- Listing -
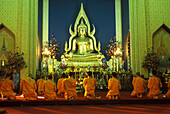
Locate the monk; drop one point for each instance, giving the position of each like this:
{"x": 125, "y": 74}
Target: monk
{"x": 49, "y": 89}
{"x": 7, "y": 87}
{"x": 69, "y": 85}
{"x": 60, "y": 85}
{"x": 114, "y": 87}
{"x": 138, "y": 84}
{"x": 168, "y": 93}
{"x": 89, "y": 85}
{"x": 154, "y": 85}
{"x": 40, "y": 85}
{"x": 145, "y": 84}
{"x": 28, "y": 88}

- Problem requirements -
Please edit the items above by changing every "monk" to "figure" and leaving everything else as it is. Rewrite all the items this way, without the pictures.

- Task output -
Locate the figure; drop one point for each instance, giving the position of each like this:
{"x": 125, "y": 74}
Target: figure
{"x": 49, "y": 89}
{"x": 7, "y": 87}
{"x": 69, "y": 85}
{"x": 60, "y": 85}
{"x": 114, "y": 87}
{"x": 138, "y": 84}
{"x": 168, "y": 93}
{"x": 89, "y": 85}
{"x": 154, "y": 85}
{"x": 40, "y": 85}
{"x": 145, "y": 84}
{"x": 28, "y": 88}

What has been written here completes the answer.